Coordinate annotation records
+ + + +
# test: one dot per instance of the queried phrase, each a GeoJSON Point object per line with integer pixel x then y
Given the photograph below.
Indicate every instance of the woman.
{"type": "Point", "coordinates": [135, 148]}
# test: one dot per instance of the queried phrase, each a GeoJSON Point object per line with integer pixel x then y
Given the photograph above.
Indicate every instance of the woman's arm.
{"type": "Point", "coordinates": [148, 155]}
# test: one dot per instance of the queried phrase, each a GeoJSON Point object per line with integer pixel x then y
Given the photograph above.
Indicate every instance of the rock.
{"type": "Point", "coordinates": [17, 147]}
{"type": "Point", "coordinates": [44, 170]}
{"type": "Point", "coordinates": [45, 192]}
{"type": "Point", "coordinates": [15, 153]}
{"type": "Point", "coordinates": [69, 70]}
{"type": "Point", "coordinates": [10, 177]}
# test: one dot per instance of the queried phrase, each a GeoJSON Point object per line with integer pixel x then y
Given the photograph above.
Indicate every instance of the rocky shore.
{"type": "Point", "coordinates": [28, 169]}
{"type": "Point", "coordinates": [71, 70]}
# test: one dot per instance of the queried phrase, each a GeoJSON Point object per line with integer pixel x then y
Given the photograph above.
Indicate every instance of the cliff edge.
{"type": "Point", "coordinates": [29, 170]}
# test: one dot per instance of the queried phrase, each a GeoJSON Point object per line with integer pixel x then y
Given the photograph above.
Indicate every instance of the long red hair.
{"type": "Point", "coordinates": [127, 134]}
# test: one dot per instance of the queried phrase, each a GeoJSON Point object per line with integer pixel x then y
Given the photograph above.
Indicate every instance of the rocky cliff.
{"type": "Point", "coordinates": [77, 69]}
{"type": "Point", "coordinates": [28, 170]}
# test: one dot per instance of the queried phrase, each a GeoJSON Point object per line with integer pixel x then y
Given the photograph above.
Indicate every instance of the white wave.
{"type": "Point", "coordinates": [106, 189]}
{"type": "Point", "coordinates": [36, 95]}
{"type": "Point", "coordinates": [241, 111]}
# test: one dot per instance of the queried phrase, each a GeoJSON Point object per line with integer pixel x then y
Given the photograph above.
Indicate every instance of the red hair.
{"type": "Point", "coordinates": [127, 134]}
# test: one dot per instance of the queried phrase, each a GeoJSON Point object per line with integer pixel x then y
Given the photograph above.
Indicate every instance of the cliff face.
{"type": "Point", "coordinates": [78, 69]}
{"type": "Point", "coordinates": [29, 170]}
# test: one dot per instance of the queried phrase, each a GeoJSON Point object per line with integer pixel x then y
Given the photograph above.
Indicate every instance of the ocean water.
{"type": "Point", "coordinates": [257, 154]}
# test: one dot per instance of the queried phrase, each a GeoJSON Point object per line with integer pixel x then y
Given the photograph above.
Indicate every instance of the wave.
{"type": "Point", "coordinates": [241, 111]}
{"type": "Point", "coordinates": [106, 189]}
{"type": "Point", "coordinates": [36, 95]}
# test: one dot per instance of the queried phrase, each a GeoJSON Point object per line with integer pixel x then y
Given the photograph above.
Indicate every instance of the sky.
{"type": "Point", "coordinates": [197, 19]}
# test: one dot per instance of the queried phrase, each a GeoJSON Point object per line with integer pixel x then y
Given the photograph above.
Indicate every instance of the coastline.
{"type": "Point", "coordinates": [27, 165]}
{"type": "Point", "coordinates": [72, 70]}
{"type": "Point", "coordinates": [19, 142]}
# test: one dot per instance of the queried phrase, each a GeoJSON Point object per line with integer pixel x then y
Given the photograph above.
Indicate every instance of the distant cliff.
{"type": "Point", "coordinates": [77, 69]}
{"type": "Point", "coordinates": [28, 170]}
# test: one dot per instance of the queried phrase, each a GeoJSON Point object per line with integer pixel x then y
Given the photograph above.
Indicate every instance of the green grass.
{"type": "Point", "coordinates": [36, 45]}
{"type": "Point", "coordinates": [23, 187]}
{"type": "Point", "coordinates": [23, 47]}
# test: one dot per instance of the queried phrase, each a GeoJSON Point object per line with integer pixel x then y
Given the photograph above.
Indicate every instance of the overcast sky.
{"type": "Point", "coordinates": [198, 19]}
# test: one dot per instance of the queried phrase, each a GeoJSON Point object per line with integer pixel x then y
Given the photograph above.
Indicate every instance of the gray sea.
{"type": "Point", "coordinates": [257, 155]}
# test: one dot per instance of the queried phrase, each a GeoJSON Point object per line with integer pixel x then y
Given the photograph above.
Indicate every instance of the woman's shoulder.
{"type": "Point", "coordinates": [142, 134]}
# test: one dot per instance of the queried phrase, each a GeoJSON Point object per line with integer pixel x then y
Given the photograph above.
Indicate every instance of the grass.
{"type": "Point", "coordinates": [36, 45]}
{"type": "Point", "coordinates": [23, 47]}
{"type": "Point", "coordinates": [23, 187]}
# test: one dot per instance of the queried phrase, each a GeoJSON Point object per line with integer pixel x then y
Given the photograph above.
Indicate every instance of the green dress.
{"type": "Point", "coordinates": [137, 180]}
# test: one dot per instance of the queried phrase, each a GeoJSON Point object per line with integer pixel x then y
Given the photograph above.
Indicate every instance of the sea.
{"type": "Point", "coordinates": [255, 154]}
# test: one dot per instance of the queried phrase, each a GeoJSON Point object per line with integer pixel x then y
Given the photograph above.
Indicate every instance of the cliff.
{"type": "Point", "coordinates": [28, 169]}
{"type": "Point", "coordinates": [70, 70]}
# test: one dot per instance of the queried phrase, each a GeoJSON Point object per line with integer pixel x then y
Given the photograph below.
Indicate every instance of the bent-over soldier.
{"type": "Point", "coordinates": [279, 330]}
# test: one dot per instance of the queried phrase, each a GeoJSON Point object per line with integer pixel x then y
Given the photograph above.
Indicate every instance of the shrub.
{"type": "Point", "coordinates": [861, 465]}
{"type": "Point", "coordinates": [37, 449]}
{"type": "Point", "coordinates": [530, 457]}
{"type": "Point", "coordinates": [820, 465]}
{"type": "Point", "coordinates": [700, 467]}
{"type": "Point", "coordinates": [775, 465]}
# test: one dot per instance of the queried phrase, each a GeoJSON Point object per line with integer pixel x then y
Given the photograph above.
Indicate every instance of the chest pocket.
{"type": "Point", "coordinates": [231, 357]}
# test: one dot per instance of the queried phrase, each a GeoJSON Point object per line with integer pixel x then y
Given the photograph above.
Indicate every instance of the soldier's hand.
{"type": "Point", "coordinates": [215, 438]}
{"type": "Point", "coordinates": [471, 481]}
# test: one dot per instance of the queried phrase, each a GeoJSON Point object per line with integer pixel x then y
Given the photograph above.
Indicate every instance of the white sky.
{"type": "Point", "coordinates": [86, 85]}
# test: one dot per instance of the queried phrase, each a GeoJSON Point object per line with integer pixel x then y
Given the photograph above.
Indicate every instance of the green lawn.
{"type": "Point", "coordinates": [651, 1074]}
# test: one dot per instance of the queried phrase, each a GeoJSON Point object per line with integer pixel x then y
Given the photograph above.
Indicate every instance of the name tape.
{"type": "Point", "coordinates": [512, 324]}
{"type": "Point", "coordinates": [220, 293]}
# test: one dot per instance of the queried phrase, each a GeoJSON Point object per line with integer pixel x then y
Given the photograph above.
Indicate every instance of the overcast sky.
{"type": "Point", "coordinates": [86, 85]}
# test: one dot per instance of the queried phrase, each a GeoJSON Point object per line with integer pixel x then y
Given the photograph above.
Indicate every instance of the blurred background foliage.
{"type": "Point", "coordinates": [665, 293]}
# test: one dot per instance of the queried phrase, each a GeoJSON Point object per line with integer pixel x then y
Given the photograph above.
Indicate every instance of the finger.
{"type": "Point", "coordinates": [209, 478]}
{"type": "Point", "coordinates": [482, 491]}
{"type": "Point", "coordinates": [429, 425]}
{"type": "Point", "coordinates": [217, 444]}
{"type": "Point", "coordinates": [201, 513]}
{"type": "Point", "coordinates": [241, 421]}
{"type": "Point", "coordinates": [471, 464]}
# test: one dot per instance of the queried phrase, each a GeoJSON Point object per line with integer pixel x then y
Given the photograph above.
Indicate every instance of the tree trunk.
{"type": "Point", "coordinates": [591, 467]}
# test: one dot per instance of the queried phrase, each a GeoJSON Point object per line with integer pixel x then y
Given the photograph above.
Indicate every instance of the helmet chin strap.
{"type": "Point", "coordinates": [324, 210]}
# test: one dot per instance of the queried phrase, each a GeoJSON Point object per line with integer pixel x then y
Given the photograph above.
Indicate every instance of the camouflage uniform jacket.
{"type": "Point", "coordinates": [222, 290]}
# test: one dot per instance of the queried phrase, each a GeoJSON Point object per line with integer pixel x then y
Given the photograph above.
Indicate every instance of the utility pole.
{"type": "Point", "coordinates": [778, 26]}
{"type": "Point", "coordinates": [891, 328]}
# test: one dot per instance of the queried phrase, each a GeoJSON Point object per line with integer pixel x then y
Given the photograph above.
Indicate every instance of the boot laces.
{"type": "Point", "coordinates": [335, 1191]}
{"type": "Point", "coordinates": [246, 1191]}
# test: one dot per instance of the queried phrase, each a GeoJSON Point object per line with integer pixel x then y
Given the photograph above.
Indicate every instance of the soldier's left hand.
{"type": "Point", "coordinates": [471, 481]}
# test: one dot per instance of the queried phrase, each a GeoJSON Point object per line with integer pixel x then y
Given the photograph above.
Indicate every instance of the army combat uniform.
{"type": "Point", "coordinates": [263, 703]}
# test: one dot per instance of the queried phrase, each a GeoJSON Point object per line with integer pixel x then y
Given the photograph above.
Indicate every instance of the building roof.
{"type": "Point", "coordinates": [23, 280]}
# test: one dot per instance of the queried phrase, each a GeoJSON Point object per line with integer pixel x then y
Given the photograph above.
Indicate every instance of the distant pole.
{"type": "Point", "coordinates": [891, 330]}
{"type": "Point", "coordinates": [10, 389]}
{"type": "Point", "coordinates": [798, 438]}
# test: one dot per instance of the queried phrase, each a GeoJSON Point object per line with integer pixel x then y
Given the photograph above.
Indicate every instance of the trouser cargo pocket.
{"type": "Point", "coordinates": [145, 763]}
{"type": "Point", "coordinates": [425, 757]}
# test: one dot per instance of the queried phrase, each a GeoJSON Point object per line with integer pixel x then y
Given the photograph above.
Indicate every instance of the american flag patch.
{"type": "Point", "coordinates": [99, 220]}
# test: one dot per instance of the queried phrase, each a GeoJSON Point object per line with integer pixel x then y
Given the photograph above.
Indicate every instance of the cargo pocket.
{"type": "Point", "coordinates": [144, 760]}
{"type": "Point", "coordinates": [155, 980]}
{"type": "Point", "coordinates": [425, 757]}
+ + + +
● **Problem to solve**: Gather every line in the records above that contains the string "uniform", and list those lines.

● **Answer below**:
Indicate every instance of the camouflage uniform jacket.
Indicate every instance of the army combat uniform.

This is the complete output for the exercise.